-------- Supplied passage --------

The heat treatment may be any one of an undrawn heat treatment, a draw heat treatment, as a heat shrinking treatment, or a combination of several heat treatments.
Preferably, the drawing (non-cross-linked drawing) is preferably, substantially complete at a temperature lower than the temperature which initiates cross-linking. The percentage of non-cross-linked drawing is 70% or higher of the total draw ratio, and more preferably 80% or higher. Drawing slightly at a temperature higher than the cross-linking starting temperature results in greater improvement in the fiber performance.
For the cross-linked drawing, the heat treatment temperature is preferably 210.degree. C. or higher, but should not exceed 240.degree. C. The slight drawing in this temperature range is carried out without drawing obstruction, because of the existence of a cross-linked structure, and the fiber performance is further improved. The cross-linked drawing is preferably conducted stepwise (preferably two steps) using a higher temperature for the second drawing, especially in the two step drawing. The temperature for the second drawing is preferably 5.degree. to 20.degree. C. higher than that for the first drawing.
The total draw ratio is 7 or higher, preferably 9 or higher.
When non-cross-linked drawing and cross-linked drawing are carried out continuously, control of the heat treatment temperature and drawing tension is very important to prevent a decrease in drawing tension and drawing elongation of the filaments because of the active molecular motion of the drawn filaments, which results in reduced entanglement between molecules and also in slipping between polymer molecules. The drawing tension is 0.7 to 2 g/d for a yarn denier, preferably 0.8 to 1.8 g/d, and the drawing temperature is preferably 235.degree. C. or lower.

-------- Given information --------

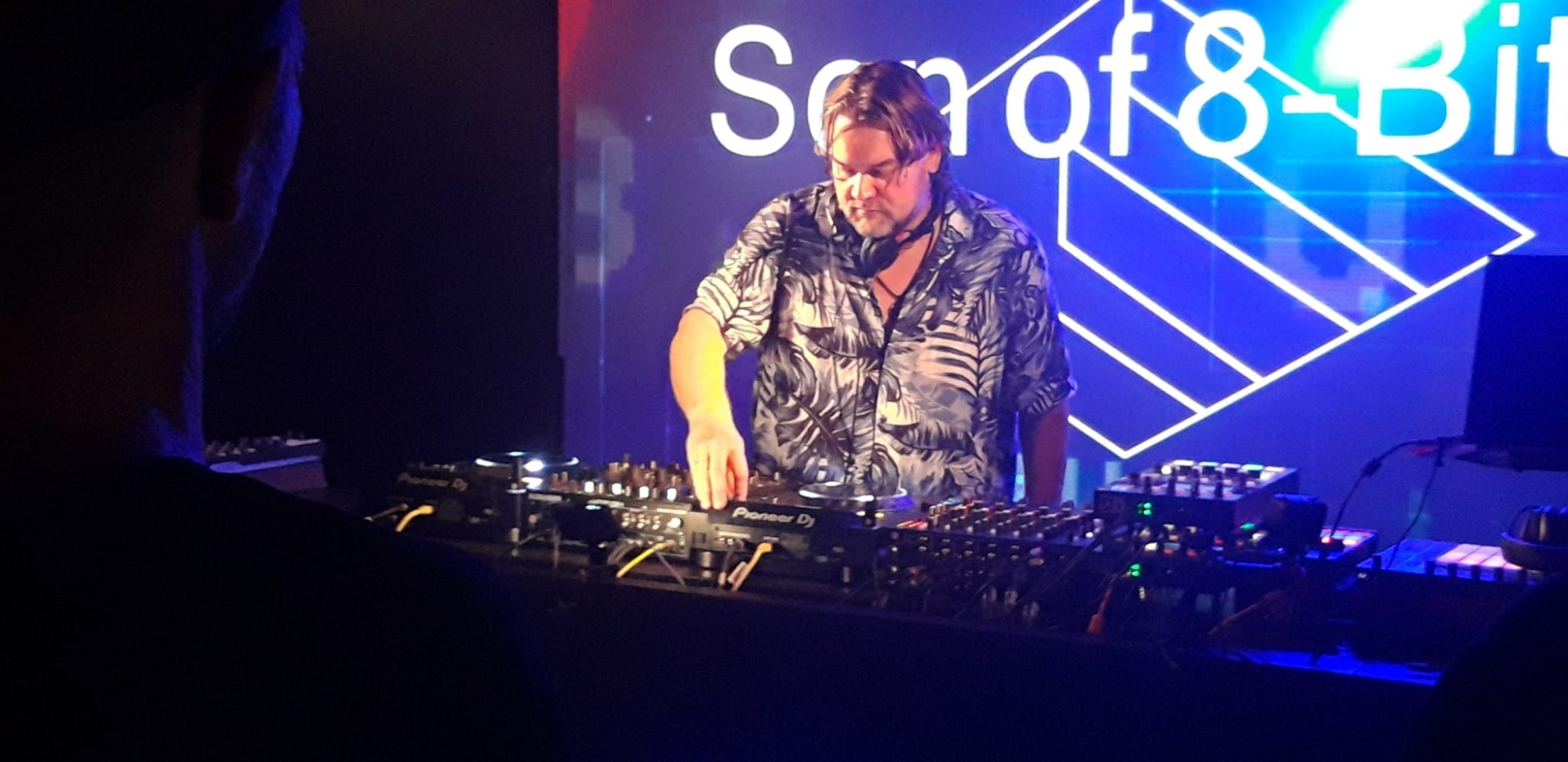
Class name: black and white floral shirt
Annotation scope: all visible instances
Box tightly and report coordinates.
[687,182,1074,500]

--------

> **Requirements**
1/ Answer each from the fiber-drawing passage:
(a) What total draw ratio does it give, and what is the preferred value?
(b) What temperature should the heat treatment for cross-linked drawing not exceed?
(c) What is the preferred drawing tension range?
2/ Does each statement agree with the fiber-drawing passage? Answer yes or no and quote the words that decide it.
(a) Cross-linked drawing is preferably done in two steps, with a higher temperature for the second.
(b) Non-cross-linked drawing should make up less than half of the total draw ratio.
(c) The second drawing is preferably about 30 degrees C hotter than the first.
The data on this page plays no role here.

> **Exercise responses**
1/
(a) 7 or higher, preferably 9 or higher.
(b) 240 degrees C.
(c) 0.8 to 1.8 g/d.

2/
(a) Yes: "The cross-linked drawing is preferably conducted stepwise (preferably two steps) using a higher temperature for the second drawing"
(b) No: "The percentage of non-cross-linked drawing is 70% or higher of the total draw ratio"
(c) No: "The temperature for the second drawing is preferably 5.degree. to 20.degree. C. higher than that for the first drawing."